■ Problem to solve ■
Convert the stretch of the data below from the line containing "of the face" through the end into a JSON list of strings, one string per line, leaving out blank lines.

··· Data records ···

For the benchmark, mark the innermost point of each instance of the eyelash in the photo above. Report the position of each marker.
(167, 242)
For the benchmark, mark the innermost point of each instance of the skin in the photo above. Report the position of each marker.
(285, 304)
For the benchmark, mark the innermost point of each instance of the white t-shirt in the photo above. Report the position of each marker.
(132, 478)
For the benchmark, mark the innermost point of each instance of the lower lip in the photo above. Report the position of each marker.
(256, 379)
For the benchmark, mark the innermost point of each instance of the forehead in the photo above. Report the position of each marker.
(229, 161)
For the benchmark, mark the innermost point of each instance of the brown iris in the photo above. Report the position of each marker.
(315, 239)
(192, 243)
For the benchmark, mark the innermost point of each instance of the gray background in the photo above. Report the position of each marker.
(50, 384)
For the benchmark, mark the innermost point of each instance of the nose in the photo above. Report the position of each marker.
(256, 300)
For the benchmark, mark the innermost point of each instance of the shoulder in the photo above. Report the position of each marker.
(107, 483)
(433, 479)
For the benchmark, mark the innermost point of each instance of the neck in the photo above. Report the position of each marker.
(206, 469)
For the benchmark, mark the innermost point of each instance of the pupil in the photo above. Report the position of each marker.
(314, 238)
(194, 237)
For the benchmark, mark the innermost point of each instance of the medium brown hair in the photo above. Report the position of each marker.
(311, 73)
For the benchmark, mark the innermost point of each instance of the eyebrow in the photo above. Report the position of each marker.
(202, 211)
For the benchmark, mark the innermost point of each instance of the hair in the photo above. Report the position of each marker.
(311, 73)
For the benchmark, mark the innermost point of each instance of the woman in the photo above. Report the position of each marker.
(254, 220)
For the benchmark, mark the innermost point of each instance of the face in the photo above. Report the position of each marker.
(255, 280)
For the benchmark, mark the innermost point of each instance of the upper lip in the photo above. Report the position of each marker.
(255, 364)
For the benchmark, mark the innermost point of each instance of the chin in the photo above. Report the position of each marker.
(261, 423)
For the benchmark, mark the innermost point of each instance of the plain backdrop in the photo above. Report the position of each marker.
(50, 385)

···

■ Reply to the task ■
[
  "For the benchmark, mark the innermost point of each instance of the face in the photo above. Report the position of each marker.",
  "(255, 280)",
  "For the benchmark, mark the innermost point of each instance of the upper lip in the photo above. Report the position of each marker.",
  "(255, 364)",
  "For the benchmark, mark the innermost point of each instance of the chin in the photo above. Report the position of each marker.",
  "(261, 423)",
  "For the benchmark, mark the innermost point of each instance of the plain backdrop in the photo above. Report the position of each marker.",
  "(50, 385)"
]